ACTIVITY: A bare number is the expected answer: the count of lines in the data holding "mouth".

(Items from a data source)
---

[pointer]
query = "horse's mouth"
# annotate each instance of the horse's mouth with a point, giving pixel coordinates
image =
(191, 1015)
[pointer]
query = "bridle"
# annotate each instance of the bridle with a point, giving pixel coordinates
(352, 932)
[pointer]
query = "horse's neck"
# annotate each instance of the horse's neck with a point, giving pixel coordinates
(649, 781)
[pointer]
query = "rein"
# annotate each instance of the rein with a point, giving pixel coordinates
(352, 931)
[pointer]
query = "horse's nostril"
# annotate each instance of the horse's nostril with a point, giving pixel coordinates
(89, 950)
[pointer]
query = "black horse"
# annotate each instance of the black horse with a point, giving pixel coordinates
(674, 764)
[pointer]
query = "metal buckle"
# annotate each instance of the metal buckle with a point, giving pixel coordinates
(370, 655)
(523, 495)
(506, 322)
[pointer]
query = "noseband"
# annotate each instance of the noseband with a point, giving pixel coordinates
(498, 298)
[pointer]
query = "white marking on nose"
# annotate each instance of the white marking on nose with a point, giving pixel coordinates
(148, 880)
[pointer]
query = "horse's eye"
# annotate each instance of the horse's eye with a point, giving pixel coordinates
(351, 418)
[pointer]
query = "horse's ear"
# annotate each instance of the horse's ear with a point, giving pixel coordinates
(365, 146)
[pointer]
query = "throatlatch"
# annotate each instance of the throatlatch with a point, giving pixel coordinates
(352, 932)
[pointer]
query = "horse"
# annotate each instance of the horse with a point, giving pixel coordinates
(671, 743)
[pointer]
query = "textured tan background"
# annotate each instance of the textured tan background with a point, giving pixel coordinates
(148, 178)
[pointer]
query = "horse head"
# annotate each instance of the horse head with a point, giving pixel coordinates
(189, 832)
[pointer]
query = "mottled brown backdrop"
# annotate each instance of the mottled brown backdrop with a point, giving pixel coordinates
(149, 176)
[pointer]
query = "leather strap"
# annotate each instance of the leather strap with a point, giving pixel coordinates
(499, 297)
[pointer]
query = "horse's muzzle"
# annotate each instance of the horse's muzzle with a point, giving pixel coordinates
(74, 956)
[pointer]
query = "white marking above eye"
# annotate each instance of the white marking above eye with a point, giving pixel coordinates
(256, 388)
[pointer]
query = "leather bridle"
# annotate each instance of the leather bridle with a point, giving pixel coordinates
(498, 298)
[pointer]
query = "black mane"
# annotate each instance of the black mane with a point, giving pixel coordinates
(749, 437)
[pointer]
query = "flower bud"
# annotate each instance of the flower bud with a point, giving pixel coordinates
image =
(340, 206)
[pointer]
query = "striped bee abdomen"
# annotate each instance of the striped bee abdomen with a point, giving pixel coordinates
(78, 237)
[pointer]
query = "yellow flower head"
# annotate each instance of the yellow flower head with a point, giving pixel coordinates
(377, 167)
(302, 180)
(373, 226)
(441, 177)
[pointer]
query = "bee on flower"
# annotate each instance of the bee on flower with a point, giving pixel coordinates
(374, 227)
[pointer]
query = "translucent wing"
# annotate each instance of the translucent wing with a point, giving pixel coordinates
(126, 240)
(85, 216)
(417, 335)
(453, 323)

---

ANSWER SPACE: 2